---------- INPUT MATERIAL

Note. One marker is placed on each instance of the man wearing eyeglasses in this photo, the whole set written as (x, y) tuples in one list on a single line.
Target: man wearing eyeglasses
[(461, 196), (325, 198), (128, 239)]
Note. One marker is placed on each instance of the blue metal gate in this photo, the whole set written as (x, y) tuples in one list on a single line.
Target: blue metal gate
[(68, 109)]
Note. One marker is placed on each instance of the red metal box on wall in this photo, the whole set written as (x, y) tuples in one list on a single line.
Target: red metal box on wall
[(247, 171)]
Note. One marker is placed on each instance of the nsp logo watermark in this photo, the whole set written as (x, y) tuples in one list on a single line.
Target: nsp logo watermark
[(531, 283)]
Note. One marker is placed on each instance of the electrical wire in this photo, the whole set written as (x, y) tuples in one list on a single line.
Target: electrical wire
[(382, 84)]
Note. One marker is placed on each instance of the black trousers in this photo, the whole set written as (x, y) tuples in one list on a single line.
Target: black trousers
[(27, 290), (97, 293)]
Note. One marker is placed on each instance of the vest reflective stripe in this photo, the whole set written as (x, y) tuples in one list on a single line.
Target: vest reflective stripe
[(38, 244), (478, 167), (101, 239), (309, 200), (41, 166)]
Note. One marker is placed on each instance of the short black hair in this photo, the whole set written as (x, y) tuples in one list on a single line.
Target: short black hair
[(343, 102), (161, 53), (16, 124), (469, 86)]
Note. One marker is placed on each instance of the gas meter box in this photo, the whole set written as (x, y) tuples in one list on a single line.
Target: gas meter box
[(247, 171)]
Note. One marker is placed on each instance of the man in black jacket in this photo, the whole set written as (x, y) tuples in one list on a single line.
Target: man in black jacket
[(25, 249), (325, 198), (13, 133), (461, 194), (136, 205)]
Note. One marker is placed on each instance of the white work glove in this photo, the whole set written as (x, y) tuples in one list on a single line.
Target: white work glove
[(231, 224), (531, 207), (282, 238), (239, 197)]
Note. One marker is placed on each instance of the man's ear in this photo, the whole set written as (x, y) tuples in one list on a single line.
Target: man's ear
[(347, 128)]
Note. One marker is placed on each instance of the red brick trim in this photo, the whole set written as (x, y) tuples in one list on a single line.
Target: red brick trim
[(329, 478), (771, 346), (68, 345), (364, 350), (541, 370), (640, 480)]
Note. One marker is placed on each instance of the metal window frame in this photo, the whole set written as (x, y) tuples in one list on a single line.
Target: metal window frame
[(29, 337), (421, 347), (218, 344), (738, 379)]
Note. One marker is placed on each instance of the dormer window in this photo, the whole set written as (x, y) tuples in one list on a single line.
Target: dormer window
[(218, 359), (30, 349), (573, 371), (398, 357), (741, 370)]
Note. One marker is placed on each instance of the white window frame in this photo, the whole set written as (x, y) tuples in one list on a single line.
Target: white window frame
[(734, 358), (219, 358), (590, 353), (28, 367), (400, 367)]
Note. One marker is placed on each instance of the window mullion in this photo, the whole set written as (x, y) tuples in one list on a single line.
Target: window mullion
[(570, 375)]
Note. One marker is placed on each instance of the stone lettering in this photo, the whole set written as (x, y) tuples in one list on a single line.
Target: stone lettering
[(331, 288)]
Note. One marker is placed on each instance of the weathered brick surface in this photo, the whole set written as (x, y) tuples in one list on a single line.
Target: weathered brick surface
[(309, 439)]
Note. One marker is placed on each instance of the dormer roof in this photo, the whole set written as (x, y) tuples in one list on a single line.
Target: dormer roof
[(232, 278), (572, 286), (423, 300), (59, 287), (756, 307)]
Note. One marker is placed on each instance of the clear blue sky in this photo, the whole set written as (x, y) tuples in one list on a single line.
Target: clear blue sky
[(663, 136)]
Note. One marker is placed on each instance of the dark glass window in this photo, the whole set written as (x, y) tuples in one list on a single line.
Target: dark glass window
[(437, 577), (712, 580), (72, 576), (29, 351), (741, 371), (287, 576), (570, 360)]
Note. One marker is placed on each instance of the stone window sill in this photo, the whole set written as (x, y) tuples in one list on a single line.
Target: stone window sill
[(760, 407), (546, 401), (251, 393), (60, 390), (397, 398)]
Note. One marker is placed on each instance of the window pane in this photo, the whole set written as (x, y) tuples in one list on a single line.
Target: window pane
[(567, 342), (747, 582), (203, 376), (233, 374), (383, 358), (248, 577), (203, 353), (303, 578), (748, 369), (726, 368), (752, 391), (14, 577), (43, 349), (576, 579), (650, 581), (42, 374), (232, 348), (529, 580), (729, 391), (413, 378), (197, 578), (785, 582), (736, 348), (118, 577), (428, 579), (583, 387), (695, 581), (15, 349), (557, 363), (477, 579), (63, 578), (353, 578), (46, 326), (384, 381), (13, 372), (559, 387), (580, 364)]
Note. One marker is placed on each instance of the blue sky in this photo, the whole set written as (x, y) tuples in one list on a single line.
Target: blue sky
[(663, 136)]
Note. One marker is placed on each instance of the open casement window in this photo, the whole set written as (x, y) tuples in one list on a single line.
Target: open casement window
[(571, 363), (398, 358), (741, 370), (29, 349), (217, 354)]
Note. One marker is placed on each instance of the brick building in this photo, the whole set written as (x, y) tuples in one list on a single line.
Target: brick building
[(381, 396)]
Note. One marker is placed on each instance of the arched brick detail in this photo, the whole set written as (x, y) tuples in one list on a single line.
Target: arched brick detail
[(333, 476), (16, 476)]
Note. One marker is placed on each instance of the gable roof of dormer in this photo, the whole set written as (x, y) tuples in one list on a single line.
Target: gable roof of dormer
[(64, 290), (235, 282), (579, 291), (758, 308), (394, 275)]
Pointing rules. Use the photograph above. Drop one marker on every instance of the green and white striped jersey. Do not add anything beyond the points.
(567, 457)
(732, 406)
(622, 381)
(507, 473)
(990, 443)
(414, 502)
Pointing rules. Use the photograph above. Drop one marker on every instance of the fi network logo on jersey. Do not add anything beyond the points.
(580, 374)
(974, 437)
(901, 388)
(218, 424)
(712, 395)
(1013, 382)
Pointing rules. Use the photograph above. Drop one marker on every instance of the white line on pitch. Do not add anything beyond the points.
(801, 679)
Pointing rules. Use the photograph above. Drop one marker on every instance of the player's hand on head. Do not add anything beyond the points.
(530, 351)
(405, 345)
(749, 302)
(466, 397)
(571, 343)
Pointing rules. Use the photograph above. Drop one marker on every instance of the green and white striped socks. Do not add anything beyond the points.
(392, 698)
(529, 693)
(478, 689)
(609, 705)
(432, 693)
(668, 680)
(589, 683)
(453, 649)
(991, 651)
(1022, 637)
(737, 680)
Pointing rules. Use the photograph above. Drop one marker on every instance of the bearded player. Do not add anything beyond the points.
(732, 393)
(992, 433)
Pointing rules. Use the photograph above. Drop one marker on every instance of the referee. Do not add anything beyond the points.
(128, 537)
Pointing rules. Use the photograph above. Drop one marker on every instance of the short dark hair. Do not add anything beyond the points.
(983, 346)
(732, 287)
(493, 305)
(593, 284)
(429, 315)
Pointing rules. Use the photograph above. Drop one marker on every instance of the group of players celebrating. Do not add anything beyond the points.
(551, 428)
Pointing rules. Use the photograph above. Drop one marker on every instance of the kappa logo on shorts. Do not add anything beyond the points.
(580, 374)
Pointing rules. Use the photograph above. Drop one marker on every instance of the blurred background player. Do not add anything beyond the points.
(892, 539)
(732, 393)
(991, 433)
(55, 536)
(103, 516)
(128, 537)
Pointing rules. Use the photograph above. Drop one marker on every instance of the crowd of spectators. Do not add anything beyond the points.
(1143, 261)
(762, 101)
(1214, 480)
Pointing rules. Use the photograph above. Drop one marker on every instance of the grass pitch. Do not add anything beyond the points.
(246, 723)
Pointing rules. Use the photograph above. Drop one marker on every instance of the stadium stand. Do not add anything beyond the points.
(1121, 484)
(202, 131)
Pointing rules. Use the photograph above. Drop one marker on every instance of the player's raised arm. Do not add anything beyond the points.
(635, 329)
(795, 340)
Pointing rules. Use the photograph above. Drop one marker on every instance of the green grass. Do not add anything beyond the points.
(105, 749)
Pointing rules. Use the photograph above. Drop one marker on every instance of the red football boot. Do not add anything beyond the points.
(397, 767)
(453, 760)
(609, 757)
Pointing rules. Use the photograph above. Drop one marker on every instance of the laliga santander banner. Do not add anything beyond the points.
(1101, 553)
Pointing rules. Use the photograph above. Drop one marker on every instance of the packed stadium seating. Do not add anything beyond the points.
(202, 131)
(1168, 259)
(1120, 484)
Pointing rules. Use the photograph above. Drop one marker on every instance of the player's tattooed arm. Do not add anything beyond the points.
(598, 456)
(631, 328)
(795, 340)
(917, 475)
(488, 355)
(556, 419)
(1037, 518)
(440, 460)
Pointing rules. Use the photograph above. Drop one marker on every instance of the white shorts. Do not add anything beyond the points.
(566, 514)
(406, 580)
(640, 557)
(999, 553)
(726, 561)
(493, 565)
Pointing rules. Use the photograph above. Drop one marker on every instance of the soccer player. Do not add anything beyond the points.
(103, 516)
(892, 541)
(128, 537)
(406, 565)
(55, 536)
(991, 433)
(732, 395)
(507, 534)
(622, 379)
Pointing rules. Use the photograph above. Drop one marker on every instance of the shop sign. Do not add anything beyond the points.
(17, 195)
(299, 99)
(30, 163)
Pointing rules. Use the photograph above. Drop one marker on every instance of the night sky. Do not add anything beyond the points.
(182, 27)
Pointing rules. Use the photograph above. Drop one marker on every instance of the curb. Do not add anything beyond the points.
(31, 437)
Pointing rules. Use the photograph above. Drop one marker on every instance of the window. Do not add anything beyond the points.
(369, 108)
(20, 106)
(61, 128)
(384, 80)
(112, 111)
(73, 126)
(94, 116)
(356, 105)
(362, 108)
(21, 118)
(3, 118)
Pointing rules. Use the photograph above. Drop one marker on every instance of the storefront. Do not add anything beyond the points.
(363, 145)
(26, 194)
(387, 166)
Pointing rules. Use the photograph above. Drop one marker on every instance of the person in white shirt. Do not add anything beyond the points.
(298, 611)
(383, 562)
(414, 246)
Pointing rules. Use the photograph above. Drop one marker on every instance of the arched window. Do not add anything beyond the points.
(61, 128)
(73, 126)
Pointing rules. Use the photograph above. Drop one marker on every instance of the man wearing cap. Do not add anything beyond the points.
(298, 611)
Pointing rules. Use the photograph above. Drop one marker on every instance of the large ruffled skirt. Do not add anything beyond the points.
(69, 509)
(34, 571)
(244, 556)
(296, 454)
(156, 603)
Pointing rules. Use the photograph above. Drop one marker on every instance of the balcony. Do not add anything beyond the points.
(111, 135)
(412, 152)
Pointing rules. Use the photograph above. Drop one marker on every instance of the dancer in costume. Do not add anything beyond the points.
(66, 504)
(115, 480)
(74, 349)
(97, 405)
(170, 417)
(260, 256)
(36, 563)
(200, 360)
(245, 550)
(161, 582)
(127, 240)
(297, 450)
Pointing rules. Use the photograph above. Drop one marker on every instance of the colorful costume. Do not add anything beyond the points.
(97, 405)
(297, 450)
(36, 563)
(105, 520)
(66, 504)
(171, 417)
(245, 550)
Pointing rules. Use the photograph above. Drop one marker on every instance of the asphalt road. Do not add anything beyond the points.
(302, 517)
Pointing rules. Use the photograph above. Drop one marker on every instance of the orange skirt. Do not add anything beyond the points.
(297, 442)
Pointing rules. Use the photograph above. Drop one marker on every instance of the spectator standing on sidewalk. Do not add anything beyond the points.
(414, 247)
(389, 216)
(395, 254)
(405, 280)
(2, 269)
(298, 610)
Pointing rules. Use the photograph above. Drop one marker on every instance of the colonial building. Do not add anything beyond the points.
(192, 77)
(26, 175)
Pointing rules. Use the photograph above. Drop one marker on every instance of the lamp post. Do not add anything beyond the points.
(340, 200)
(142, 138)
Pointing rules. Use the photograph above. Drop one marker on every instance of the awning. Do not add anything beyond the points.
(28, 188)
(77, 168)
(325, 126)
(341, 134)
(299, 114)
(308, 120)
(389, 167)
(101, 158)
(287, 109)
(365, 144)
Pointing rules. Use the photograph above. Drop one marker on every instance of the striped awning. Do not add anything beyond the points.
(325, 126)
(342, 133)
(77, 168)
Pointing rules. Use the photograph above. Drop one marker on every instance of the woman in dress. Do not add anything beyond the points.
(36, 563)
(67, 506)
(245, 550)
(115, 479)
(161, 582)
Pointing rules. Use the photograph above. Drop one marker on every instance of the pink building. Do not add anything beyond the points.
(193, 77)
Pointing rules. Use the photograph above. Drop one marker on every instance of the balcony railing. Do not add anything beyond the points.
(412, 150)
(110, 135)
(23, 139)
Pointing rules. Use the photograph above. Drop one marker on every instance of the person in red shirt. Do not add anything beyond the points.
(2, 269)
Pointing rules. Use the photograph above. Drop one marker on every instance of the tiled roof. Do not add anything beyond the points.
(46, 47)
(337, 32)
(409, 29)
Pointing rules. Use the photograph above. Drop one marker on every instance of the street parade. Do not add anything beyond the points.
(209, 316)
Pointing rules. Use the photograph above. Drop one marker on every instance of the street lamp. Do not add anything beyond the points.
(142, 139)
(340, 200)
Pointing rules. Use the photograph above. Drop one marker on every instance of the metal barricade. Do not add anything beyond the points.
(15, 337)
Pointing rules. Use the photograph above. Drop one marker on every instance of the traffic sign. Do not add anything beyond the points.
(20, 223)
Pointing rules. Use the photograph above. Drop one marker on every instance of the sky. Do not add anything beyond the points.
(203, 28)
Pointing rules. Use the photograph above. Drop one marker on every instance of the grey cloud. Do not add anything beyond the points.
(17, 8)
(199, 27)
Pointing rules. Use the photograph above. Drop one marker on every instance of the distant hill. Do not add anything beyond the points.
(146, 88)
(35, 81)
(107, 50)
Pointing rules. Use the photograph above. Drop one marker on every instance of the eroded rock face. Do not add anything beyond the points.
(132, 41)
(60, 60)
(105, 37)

--------------------

TASK DIRECTIONS. Once the line with "Target: vest reflective stripe" is found in the records above, print exactly that line and every line after it through the line with "the white work".

EXERCISE ANSWER.
Target: vest reflective stripe
[(38, 244), (478, 167), (101, 239), (309, 200), (41, 166)]
Note. One marker is placed on each instance of the short black hair in this photo, the whole set written as (x, y) tuples in one list on a single line.
Target: short black hair
[(343, 102), (161, 53), (16, 124), (469, 86)]
Note. One marker is placed on each instance of the gas meter box in this photo, the whole set written as (x, y) tuples in one list on a single line.
Target: gas meter box
[(247, 171)]
Note. One marker is placed on each instance of the man in black jacket in this photo, the whole set written as (x, y) tuples in one list on a single line.
Target: man in black jacket
[(25, 249), (325, 198), (13, 133), (461, 194), (136, 205)]
Note. One marker is placed on each instance of the white work glove in this photo, the whole set written as (x, y) tuples in one list on a single line.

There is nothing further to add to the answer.